TAREA ASIGNADA = Retoma la crónica sobre la despedida de Martín Palermo en la Bombonera y continúala a partir de su última oración.

FRAGMENTO DEL TEXTO =
Por Héctor Sánchez para
la Agencia Telam
Las despedidas clásicas sucedían en el andén de una vieja estación de tren o en un muelle con un barco listo para soltar amarras entre la niebla, hasta que esas imágenes fueron desplazadas por las de modernos aeropuertos, pero en la película de Martín Palermo el escenario fue una Bombonera repleta que lloró por ese hijo dilecto del corazón bostero.
Las fastos lucían como a destiempo, como si fuera primavera o verano, pero se trata de una noche de otoño que no cede a la presión del invierno, y tampoco tanto colorido y retumbe de grito y bombo era para celebrar uno de esos campeonatos que antes se ganaban con comodidad, y ahora son tan esquivos.
La fiesta que enfrente tenía a un prolijo equipo como Banfield era, simplemente, una forma colectiva de decirle gracias, entre lágrimas y sonrisas, a un goleador excepcional; a un solidario que rechazaba corners en su área con la misma convicción que iba a poner la cabeza, la punta del pie o la espalda en el área de enfrente; y a un ídolo leal como pocos.

(Datos de expresiones referenciales)
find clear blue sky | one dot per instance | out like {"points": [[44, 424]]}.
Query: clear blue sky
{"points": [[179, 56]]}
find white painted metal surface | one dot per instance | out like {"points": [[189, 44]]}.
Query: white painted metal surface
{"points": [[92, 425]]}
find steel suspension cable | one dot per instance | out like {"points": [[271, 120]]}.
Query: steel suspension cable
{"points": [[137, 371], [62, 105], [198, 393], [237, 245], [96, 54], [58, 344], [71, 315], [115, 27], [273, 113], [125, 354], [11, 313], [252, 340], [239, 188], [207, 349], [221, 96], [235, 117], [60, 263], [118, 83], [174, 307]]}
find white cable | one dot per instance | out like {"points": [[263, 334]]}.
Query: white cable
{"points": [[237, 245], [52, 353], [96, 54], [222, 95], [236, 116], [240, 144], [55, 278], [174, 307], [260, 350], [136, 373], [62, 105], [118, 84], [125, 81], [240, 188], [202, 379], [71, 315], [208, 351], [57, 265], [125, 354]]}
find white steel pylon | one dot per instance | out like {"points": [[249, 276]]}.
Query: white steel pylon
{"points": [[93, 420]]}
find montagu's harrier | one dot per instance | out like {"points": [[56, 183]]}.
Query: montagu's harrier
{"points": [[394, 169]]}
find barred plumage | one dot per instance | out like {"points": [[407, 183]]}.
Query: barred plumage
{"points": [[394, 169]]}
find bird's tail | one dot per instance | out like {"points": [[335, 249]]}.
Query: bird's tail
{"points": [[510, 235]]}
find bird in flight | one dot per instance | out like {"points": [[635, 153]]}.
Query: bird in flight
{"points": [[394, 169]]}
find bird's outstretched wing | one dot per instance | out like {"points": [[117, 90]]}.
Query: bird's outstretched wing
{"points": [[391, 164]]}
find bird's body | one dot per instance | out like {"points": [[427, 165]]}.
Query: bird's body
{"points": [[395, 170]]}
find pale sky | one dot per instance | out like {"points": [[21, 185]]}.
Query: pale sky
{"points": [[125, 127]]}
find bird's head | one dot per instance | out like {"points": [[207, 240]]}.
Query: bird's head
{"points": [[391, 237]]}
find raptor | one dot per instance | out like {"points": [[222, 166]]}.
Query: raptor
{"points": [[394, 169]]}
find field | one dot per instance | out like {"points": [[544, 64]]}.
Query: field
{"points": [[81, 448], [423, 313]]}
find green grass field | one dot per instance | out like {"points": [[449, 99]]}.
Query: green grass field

RESPUESTA =
Nunca ocultó Martín Palermo que es hincha de Estudiantes de La Plata, y nunca dejó de sentir y comprometerse hasta el asombro con la camiseta azul y oro con la cual ocupó su lugar en el mundo, por eso la despedida de una cancha y un estadio que lo cobijó como sólo hizo con los elegidos tendrá para siempre la impronta de una fiesta extraña.
Porque esa caldera apasionada despidió anoche de su césped, sus tribunas y sus vestuarios a uno de los últimos ídolos que el maltrecho fútbol argentino pudo sostener, más por el amor incondicional y desinteresado de los últimos amantes del fútbol-juego, que por el cuidado que esa maquinaria despiadada del fútbol-negocio pueda darle a nadie.
Que quede claro entonces: esas lágrimas, esas sonrisas, ese golpearse el pecho sobre la camiseta xeneize de cualquier época la consiguen unos pocos elegidos, esos que desfilaron por sobremesas y largos viajes en colectivo cuando tu viejo y tus tíos te contaban de Sosa, Lazzati y Pescia, mientras vos te preparabas para disfrutar a Rojitas, Marzolini y el Beto Menéndez, y ni te imaginabas que sobre ese pasto un día brillaría Diego Maradona.
El cronista ha visto llegadas y despedidas que dejaron huellas notables, desde el debut de un 9 que llegaba de Chacarita y se llamaba Carlos María García Cambón en febrero de 1974, cuando le metió cuatro goles a River para la apabullante goleada de 5 a 2.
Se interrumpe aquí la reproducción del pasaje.